Figure 7. Pharmacological Targeting of the YY1-CDK9 complex reprograms microenvironment and enhances anti-PD-1 response in gliomas.

A, The workflow of the cytometry by time of flight (CyTOF) experiment to analyze the microenvironment in GBM models. B, The t-SNE plots of immune cell clusters from GL261 tumors treated with vehicle, alvocidib, anti-PD1 and combination, colored by cell clusters, from CyTOF analysis. C, Proportion of cells from GL261 tumors for the indicated cell types. D and E, Kaplan-Meier curves showing survival of immunocompetent mice bearing intracranial tumors from syngeneic CT2A (D) and GL261 (E) cells with alvocidib and anti-PD-1 treatment. *p < 0.05, **p < 0.01 by log-rank test; ns, not significant. F, In vivo bioluminescent imaging of immunocompetent mice bearing intracranial syngeneic tumors from mouse glioma CT2A cells with alvocidib and anti-PD-1 treatment. G, Kaplan-Meier curves showing survival of immunocompetent mice from Fig. 7D re-challenged with GL261 cells. P value was determined by log-rank test. H, Box-and-whisker plot showing expression pattern of YY1 in normal brains, low grade gliomas and glioblastomas from TCGA and GTEx databases. **p < 0.01 by one-way ANOVA with Dunnett multiple comparison test. I and J, Survival analysis of glioblastoma and low-grade gliomas in TCGA (I) and CGGA (J) databases divided by median value of YY1 expression levels. P value was determined by log-rank test. K, A working model showing the role of YY1-CDK9 complex in transcription elongation regulation and interferon response in GSCs.

* **YOUR GOAL**
In the figure legend, which test was used to compare YY1 expression across normal brains, low grade gliomas and glioblastomas?

Collected data:
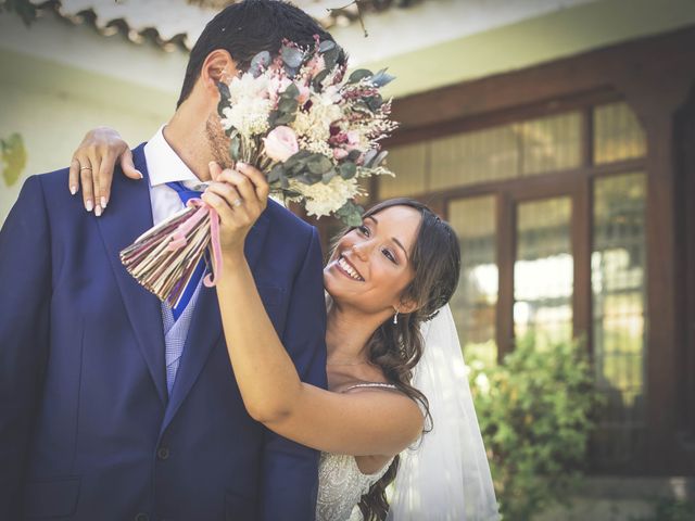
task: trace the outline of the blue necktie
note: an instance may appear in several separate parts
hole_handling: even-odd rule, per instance
[[[188,203],[190,199],[200,198],[201,193],[203,193],[186,188],[181,181],[167,182],[166,186],[178,193],[178,196],[184,204]],[[174,315],[175,320],[178,320],[178,317],[180,317],[184,309],[186,309],[186,306],[193,296],[193,293],[195,293],[195,288],[198,288],[198,283],[200,282],[200,279],[203,278],[203,275],[205,275],[205,259],[201,258],[198,266],[195,266],[191,280],[188,282],[188,285],[178,301],[178,305],[172,308],[172,314]]]

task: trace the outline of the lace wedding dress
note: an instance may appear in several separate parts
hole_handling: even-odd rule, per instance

* **OUTPUT BELOW**
One-way ANOVA with Dunnett multiple comparison test.